### Your task:
Present every line of all the items below as a Markdown table with the columns No. and Line, giving each line its row number and omitting blank lines. Leave the pictures out of the table.

### Pointing dataset items:
------

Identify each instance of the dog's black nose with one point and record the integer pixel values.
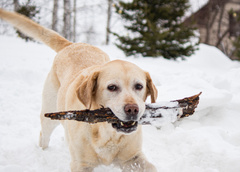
(131, 110)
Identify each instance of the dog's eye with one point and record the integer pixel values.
(138, 87)
(113, 88)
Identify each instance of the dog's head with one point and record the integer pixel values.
(121, 86)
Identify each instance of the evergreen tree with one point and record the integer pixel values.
(156, 27)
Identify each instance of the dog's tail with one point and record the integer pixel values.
(34, 30)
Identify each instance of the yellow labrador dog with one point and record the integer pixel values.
(83, 77)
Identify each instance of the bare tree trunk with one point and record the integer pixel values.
(109, 15)
(67, 20)
(54, 15)
(16, 5)
(220, 21)
(74, 19)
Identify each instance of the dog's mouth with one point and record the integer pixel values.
(125, 127)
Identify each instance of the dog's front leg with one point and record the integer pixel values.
(138, 164)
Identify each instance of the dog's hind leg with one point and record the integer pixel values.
(49, 104)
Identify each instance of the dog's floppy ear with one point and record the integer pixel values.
(151, 89)
(87, 89)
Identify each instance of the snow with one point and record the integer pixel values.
(208, 141)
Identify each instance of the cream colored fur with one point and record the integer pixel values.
(78, 80)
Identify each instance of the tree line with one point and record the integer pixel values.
(151, 28)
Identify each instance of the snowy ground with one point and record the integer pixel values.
(208, 141)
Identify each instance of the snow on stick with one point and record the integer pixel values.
(155, 114)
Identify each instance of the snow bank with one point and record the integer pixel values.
(208, 141)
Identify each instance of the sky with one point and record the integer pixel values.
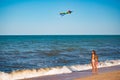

------

### Task solution:
| No. | Line |
|---|---|
| 1 | Identify each instance of the dog's black nose with one point and record the integer pixel values. |
| 2 | (131, 110) |
| 3 | Identify each instance of the dog's eye with one point and record the integer pixel values. |
| 4 | (138, 87) |
| 5 | (113, 88) |
| 6 | Identify each instance of the dog's head with one point and record the integer pixel values. |
| 7 | (121, 86) |
| 8 | Identify each instance of the evergreen tree with one point and record the integer pixel values. |
| 9 | (156, 27) |
| 10 | Identify each instance of the dog's tail with one point and record the integer pixel values. |
| 11 | (34, 30) |
| 12 | Identify each instance of the yellow labrador dog with one point and record the integer pixel values. |
| 13 | (83, 77) |
| 14 | Identify each instance of the bare tree trunk with one point and record the integer pixel values. |
| 15 | (109, 15) |
| 16 | (67, 20) |
| 17 | (54, 15) |
| 18 | (16, 5) |
| 19 | (220, 21) |
| 20 | (74, 19) |
| 21 | Identify each instance of the dog's mouth with one point and record the integer pixel values. |
| 22 | (125, 127) |
| 23 | Identify each instance of the dog's front leg with one point and record the integer pixel values. |
| 24 | (138, 164) |
| 25 | Identify each instance of the dog's hind leg with one point and record the integer pixel values. |
| 26 | (49, 104) |
| 27 | Identify each instance of the dog's floppy ear with one point and record the integer pixel values. |
| 28 | (151, 89) |
| 29 | (87, 89) |
| 30 | Identify each instance of the snow with one point and record the integer pixel values. |
| 31 | (208, 141) |
| 32 | Identify each instance of the cream colored fur with one point and record the integer pixel values. |
| 33 | (78, 80) |
| 34 | Identify each instance of the tree line with one point and record the integer pixel values. |
| 35 | (151, 28) |
| 36 | Identify each instance of the snowy ground with one point and record the integer pixel values. |
| 37 | (208, 141) |
| 38 | Identify each instance of the snow on stick with one point and record the integer pixel values. |
| 39 | (155, 114) |
| 40 | Identify each instance of the snow bank with one point and record the integer pixel values. |
| 41 | (208, 141) |
| 42 | Identify each instance of the sky with one point and record the integer pixel values. |